[Free-text object descriptions]
########

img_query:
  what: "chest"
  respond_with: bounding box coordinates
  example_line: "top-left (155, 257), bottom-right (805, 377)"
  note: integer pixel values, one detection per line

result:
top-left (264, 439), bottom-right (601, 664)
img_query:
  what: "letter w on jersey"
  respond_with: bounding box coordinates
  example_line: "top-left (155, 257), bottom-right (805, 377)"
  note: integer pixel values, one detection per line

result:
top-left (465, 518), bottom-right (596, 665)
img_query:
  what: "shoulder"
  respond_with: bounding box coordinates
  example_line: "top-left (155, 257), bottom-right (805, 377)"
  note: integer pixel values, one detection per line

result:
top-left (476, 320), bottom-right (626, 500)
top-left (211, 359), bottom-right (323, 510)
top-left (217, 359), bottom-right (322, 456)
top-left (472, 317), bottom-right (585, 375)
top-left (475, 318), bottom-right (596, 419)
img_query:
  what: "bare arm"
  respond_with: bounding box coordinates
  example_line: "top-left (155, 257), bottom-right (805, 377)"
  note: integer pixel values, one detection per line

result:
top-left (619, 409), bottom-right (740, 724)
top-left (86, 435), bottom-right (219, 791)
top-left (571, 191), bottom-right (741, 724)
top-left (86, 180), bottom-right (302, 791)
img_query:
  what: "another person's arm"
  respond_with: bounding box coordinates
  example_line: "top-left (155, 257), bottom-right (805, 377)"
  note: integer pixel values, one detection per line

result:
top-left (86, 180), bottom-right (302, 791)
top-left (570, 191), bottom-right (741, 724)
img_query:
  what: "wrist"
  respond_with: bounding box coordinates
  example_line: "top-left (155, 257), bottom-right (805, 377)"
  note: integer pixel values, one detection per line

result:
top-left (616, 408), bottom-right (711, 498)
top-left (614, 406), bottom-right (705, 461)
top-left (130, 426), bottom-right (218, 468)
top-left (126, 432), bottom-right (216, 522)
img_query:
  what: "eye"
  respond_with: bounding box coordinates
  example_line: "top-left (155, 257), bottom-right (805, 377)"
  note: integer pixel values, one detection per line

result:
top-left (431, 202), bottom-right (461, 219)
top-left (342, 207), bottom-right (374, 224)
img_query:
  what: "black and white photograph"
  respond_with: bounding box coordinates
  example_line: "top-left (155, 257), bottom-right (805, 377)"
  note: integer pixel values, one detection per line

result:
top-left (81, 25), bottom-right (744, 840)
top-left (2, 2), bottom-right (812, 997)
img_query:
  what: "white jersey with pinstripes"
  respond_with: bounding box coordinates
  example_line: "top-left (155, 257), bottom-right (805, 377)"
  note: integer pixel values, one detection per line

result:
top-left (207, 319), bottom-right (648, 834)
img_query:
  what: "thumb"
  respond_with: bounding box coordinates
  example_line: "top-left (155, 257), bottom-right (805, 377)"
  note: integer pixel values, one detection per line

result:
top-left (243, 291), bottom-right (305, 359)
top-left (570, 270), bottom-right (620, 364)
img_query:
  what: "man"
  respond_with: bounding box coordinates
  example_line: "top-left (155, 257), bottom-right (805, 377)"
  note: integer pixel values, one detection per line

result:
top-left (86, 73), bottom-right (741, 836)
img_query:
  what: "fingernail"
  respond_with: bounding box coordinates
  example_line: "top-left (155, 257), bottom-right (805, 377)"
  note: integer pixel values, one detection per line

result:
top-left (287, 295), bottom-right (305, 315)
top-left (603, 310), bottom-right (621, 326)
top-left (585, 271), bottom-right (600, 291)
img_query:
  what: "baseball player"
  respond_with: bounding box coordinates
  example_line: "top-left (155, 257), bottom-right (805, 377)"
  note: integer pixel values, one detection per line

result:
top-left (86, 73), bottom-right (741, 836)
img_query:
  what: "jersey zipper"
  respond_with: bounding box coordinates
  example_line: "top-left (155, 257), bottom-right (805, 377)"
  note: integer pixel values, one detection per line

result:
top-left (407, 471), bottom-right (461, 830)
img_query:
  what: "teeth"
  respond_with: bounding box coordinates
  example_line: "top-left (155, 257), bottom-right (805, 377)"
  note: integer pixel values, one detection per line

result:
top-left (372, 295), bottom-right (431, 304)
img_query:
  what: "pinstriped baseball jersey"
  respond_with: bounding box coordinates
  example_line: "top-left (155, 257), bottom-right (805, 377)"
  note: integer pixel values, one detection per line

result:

########

— What needs to be done —
Please copy each line of the records above that holds the word "baseball".

— Answer for the task —
  what: "baseball player"
  what: "pinstriped baseball jersey"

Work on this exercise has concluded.